:: SHORT EXERCISE ::
Arrange as a numbered list the rows starting at the line containing "Task: Locate every instance of dry grass" and ending at the line containing "[355,248,413,389]", leaving out any blank lines.

[Items from a data source]
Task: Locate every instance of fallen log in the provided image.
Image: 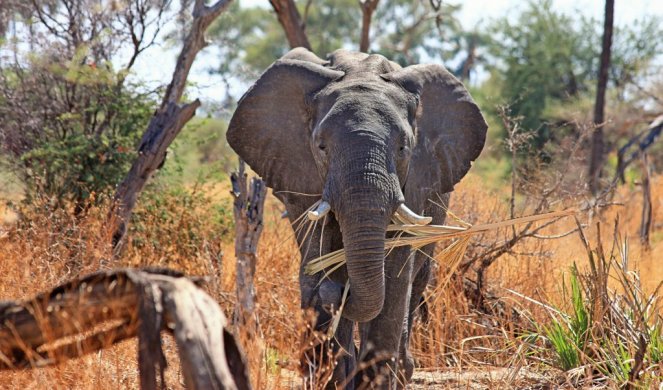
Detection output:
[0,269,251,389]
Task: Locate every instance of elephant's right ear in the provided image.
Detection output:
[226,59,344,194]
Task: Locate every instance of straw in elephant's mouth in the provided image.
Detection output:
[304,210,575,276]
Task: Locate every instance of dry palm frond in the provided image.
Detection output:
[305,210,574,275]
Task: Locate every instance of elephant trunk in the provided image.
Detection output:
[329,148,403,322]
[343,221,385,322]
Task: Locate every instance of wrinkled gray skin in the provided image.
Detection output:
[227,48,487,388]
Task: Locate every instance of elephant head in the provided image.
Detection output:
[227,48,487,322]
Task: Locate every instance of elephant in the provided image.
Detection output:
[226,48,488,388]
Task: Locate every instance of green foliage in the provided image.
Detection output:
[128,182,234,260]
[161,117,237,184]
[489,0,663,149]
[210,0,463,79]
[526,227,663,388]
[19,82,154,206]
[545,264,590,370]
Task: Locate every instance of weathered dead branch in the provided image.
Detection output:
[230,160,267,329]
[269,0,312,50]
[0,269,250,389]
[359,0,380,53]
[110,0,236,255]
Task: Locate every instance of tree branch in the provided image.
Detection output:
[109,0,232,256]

...

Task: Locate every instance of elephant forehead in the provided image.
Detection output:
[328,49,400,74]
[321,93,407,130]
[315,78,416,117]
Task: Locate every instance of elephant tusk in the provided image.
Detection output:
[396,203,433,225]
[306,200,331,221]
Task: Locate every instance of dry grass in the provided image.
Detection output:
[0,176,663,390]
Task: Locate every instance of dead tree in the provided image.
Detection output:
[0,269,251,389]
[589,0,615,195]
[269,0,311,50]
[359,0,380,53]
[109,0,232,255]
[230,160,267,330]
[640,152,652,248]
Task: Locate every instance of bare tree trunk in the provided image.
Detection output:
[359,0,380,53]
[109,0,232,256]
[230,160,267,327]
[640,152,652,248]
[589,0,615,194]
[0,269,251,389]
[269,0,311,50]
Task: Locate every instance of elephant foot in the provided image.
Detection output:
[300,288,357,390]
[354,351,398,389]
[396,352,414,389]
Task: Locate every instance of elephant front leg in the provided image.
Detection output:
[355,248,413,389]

:: RESULT OF THIS TASK ::
1. Task: Locate every instance of dry grass in the provided image.
2. Detection output:
3. [0,176,663,390]
4. Task: Locate every instance of dead tree in the provided image.
5. Detection output:
6. [0,269,251,389]
7. [589,0,615,195]
8. [269,0,311,50]
9. [359,0,380,53]
10. [109,0,232,255]
11. [230,160,267,330]
12. [640,152,652,248]
13. Task: Locate every instance of bare tree trunk in the provided image.
14. Detection output:
15. [359,0,380,53]
16. [109,0,232,256]
17. [230,160,267,327]
18. [640,152,652,248]
19. [589,0,615,194]
20. [0,269,251,389]
21. [269,0,311,50]
22. Task: Locate every instance of elephant foot in the provided image.
23. Detection output:
24. [300,288,357,390]
25. [354,351,398,389]
26. [396,352,414,389]
27. Task: Locate every instance of elephant front leg in the provided image.
28. Detection output:
29. [355,248,413,389]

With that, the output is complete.